— BEGIN Raw data —
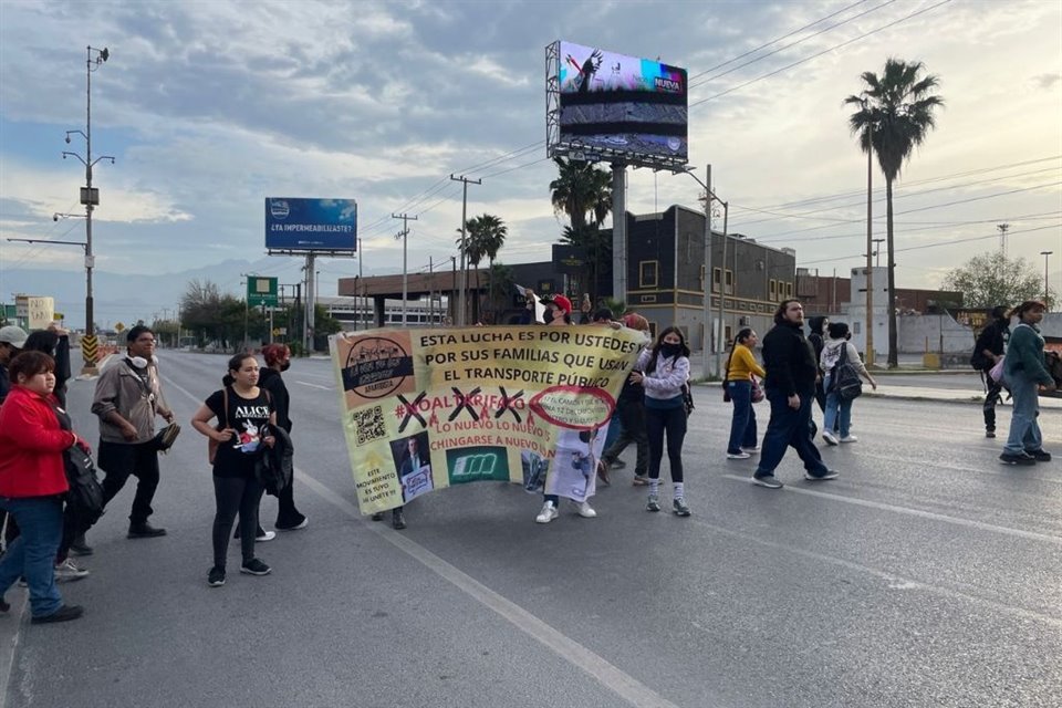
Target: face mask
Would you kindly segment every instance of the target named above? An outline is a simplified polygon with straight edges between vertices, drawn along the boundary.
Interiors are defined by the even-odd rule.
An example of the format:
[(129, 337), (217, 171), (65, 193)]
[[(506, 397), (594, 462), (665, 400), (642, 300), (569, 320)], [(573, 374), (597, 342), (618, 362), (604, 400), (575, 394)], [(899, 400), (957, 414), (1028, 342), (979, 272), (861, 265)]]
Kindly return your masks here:
[[(125, 358), (137, 368), (147, 368), (147, 360), (143, 356), (126, 356)], [(154, 354), (152, 354), (152, 364), (158, 364), (158, 357)]]

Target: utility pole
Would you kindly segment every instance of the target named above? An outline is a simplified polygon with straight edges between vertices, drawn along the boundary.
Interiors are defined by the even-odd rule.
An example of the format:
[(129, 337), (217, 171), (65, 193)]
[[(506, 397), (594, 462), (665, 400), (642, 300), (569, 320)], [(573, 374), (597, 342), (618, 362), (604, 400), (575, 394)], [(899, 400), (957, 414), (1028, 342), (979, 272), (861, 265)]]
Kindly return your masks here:
[(409, 240), (409, 222), (416, 221), (417, 217), (410, 217), (408, 214), (393, 214), (392, 219), (402, 219), (402, 231), (395, 235), (395, 238), (402, 239), (402, 326), (409, 326), (406, 320), (406, 304), (409, 299), (409, 266), (407, 260), (407, 242)]
[[(93, 52), (96, 53), (93, 56)], [(95, 257), (92, 254), (92, 210), (100, 205), (100, 190), (92, 188), (92, 168), (101, 159), (110, 159), (114, 164), (114, 157), (102, 155), (92, 159), (92, 72), (100, 69), (111, 58), (111, 52), (106, 46), (103, 49), (85, 48), (85, 132), (66, 131), (66, 144), (70, 144), (70, 136), (77, 134), (85, 138), (85, 156), (77, 153), (63, 152), (63, 159), (76, 157), (85, 166), (85, 186), (81, 190), (81, 204), (85, 206), (85, 336), (88, 341), (95, 340), (95, 313), (93, 312), (92, 299), (92, 269), (95, 268)], [(82, 350), (84, 352), (84, 348)], [(94, 376), (98, 373), (96, 362), (85, 361), (82, 375)]]
[(465, 311), (467, 305), (465, 302), (466, 290), (468, 290), (468, 267), (465, 259), (465, 251), (468, 248), (468, 185), (469, 183), (473, 185), (483, 184), (482, 179), (469, 179), (465, 175), (455, 177), (450, 175), (450, 179), (454, 181), (459, 181), (462, 184), (461, 189), (461, 291), (458, 296), (459, 308), (457, 313), (457, 326), (465, 326)]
— END Raw data —
__Exercise directions__. Return all of the entries above line for line without changing anything, but leave out the pictures.

__The result__.
Target: face mask
Would you kindly segment every instance of the target named above? An outline is a simplified polygon with straight edges between vertices, drawn along the boundary.
Interiors are defined by the even-odd rule.
An example of the format:
[(129, 337), (217, 171), (65, 193)]
[[(506, 397), (594, 462), (665, 400), (642, 300), (569, 320)], [(573, 374), (597, 342), (618, 362), (604, 400), (575, 394)], [(899, 400), (957, 414), (1028, 342), (979, 272), (861, 265)]]
Kindly return your masks here:
[[(125, 358), (137, 368), (147, 368), (147, 360), (143, 356), (126, 356)], [(154, 354), (152, 354), (152, 364), (158, 364), (158, 357)]]

Target: utility pole
Would you kindly segment every instance of the target named above? An outline is a simplified polygon with straight edges between vertices, drawn along the boundary.
Interiors are defined by the even-odd rule.
An example of the format:
[(129, 337), (217, 171), (65, 193)]
[[(506, 397), (594, 462), (665, 400), (642, 300), (569, 320)], [(573, 374), (597, 342), (618, 362), (604, 400), (575, 394)], [(899, 400), (957, 414), (1028, 342), (979, 272), (861, 265)]]
Kindly return your masks here:
[(409, 240), (409, 222), (416, 221), (417, 217), (410, 217), (408, 214), (393, 214), (392, 219), (402, 219), (402, 231), (395, 235), (395, 238), (402, 239), (402, 326), (409, 326), (406, 320), (406, 304), (409, 299), (409, 266), (407, 260), (407, 242)]
[[(93, 52), (96, 53), (93, 56)], [(95, 257), (92, 254), (92, 210), (100, 205), (100, 190), (92, 188), (92, 168), (101, 159), (110, 159), (114, 164), (114, 157), (102, 155), (92, 159), (92, 72), (100, 69), (111, 58), (111, 52), (106, 46), (103, 49), (85, 48), (85, 132), (66, 131), (66, 144), (70, 144), (70, 136), (77, 134), (85, 138), (85, 156), (77, 153), (63, 152), (63, 159), (76, 157), (85, 166), (85, 186), (81, 190), (81, 204), (85, 206), (85, 336), (88, 341), (95, 340), (95, 313), (93, 312), (92, 299), (92, 269), (95, 268)], [(82, 350), (84, 352), (84, 348)], [(94, 376), (98, 373), (96, 362), (85, 361), (82, 375)]]
[(465, 311), (467, 305), (465, 302), (466, 290), (468, 290), (468, 267), (465, 259), (465, 251), (468, 248), (468, 185), (469, 183), (473, 185), (483, 184), (482, 179), (469, 179), (465, 175), (455, 177), (450, 175), (450, 179), (454, 181), (459, 181), (462, 184), (461, 189), (461, 291), (458, 296), (459, 308), (457, 313), (457, 326), (465, 326)]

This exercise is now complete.